* _Assignment_
Transcribe each entry shown below with no difference from the original.

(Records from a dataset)
Start of Block

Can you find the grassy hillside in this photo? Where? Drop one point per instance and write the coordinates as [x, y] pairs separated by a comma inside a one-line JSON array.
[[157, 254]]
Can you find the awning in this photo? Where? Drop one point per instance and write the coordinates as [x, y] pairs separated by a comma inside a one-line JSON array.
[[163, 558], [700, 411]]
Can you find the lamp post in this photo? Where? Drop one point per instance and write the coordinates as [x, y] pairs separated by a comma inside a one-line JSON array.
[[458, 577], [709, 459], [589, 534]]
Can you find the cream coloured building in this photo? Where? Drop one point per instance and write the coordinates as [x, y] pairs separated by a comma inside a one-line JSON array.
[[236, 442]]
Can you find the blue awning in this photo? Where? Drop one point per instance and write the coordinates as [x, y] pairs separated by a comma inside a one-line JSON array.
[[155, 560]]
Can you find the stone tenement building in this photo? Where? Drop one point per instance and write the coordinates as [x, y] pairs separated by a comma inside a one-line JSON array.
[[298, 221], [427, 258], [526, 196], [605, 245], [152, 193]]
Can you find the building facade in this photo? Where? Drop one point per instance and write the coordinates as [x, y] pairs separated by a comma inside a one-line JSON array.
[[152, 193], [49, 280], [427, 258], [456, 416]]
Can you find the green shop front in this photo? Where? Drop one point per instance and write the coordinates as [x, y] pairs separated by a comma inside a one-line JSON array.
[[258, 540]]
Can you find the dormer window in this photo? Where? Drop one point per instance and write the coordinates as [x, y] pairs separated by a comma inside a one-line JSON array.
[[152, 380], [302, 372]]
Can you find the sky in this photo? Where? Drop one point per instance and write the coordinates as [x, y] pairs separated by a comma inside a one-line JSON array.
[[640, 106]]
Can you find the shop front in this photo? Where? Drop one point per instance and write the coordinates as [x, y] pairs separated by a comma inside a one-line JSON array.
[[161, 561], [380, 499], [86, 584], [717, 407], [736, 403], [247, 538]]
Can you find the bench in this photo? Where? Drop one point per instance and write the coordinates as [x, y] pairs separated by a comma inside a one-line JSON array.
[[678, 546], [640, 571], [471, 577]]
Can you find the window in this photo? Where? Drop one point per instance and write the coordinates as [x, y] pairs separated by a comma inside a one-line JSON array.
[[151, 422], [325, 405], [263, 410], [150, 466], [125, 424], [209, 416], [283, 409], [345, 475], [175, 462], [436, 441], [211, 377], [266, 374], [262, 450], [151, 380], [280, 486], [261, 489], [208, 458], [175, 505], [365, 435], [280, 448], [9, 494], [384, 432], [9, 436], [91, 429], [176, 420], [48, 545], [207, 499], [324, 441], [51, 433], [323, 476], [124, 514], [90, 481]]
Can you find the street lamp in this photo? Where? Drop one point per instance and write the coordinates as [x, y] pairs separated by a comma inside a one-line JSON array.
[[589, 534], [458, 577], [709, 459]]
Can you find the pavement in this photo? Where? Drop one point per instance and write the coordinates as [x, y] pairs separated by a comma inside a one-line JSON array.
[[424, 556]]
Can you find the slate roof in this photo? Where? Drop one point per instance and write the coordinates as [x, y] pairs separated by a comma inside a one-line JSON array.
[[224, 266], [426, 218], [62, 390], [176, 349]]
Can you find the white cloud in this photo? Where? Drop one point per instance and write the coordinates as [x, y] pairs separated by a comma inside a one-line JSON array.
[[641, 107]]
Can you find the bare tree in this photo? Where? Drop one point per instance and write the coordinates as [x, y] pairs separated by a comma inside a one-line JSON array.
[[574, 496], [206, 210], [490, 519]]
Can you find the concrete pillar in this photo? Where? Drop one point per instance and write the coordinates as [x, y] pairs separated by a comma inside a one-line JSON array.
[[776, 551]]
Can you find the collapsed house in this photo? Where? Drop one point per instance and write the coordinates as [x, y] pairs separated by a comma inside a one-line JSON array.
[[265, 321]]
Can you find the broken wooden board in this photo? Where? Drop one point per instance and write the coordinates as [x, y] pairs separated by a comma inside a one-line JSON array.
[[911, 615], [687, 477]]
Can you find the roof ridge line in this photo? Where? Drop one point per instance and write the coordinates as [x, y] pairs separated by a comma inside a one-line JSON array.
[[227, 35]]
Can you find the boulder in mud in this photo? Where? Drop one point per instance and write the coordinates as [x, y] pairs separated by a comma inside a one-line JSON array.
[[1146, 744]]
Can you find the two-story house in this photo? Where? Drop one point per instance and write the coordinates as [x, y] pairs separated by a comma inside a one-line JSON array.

End of Block

* _Response to the exercise_
Can you find the grassy hillside in this photo? Where? Drop one point per instance and write the coordinates as [x, y] pairs separated by a comma inside a one-line JSON array.
[[157, 254]]
Can you find the awning in this photo? Where? Drop one point per instance and write the coordinates as [x, y] pairs separated by a comma inside a one-line JSON array.
[[163, 558], [700, 411]]
Can you find the lamp post in this photo? Where? Drop one point per instance and write the coordinates as [x, y] pairs separated by a comma inside a one-line JSON array.
[[458, 577], [709, 459], [589, 534]]
Can you find the cream coloured building in this photo? Where? Drop one point per instance and write the coordinates as [x, y] pairs separated by a comma inside a one-line JSON array.
[[236, 442]]
Can you find the blue awning in this photo? Where? Drop one point per instance and write the coordinates as [x, y] pairs separated by a comma inside a one-line JSON array.
[[155, 560]]
Can you find the stone tenement building in this photo? Where? Drop one point per instance and write the coordinates as [x, y] pairs separated by a comma inside a one-line JSON array.
[[298, 221], [427, 258], [526, 196], [605, 245], [152, 193]]
Can you find the building facade in this photo? Where? Drop one point per instance and write the coordinates as [x, y] pairs separated by a comma inside a one-line JSON array.
[[152, 193], [49, 280], [427, 258], [456, 416]]
Can you find the green shop front in this photo? Where? Drop one point per instance and write the coordinates as [x, y] pairs separated by a comma inside a one-line JSON array.
[[258, 540]]
Can you find the dormer window in this photo? Where? Drop one point per instance and write the coordinates as [x, y] pairs separated by a comma inside a one-line JSON array.
[[152, 380], [302, 372]]
Can you find the sky in this photo? Where? Drop one point per instance and write the coordinates as [x, y] pairs separated by a comma inside a one-line JSON array.
[[640, 106]]
Can you find the shop front in this photo? Where? Drop one point per instance and write the coordinates as [x, y] pairs separated by a comma inside a one-line JSON array.
[[161, 561], [380, 499], [86, 584], [717, 407], [736, 403], [247, 538]]
Can you find the bench in this photo? Where? Drop one point per instance and write the coordinates as [x, y] pairs separated by a comma inside a one-line JSON array.
[[678, 546], [640, 571], [471, 577]]
Can you find the window in this photo? Where? Drop one point per instance and write the coordinates as [x, y] pairs separated by a comma inside a one-line JSON array.
[[151, 422], [325, 405], [263, 410], [150, 466], [125, 424], [209, 416], [283, 409], [345, 475], [175, 462], [436, 441], [211, 377], [266, 374], [262, 450], [151, 380], [280, 486], [261, 489], [208, 458], [175, 505], [365, 435], [280, 448], [9, 494], [384, 432], [9, 436], [91, 429], [176, 420], [48, 545], [207, 499], [324, 441], [51, 433], [323, 476], [124, 514], [90, 481]]
Can you find the street lamp in this photo? Where? Drop one point per instance and write the coordinates as [x, y] pairs separated by a comma inside a one-line JSON array.
[[589, 534], [458, 577], [709, 459]]
Can you find the pavement in this photo? Where? Drop one point per instance and write the coordinates as [x, y] pairs separated by a comma inside a one-line JSON array.
[[424, 556]]
Can you find the slate roof in this photo? Where? Drop one point per instance and write the coordinates as [x, y] pairs separated by a comma inside a one-line JSON array.
[[224, 266], [426, 218], [62, 390], [176, 349]]
Can you find the white cloud in this photo? Where? Drop one point per instance and write the coordinates as [x, y] pairs separated by a comma inside a one-line JSON array.
[[641, 107]]
Can you find the bare tree in this photo? Where? Drop one point per instance and write the coordinates as [x, y] pairs separated by a comma inside a one-line JSON array.
[[574, 496], [206, 210], [490, 519]]
Can you find the concrete pillar in this photo? Where? Drop one point per instance and write the coordinates as [x, y] pairs separated by a comma inside a one-line JSON array.
[[776, 551]]
Can you find the collapsed house in this photo? Where? Drop one point per instance and write the coordinates as [x, y] pairs separated by a comma inside a one-line JSON array.
[[265, 321]]
Can you find the broken wooden board in this photo? Where? Drop one point per instance and write the coordinates as [x, y] pairs separated by a comma inside a one-line JSON array.
[[911, 615], [687, 477]]
Can you find the roof ridge line in this photo? Where? Drop one point per instance and write the coordinates as [x, y] pairs separated by a comma inside a one-line JSON array.
[[227, 35]]
Can you find the boulder in mud in this photo? Where? Drop one point per instance and write the coordinates as [x, y] pairs separated by a comma inside a one-line JSON array.
[[1146, 744]]
Can you find the two-story house in this photo? Where? Drop one point per instance and write the coordinates as [x, y] pairs separated by a comma inside a one-line JSON array.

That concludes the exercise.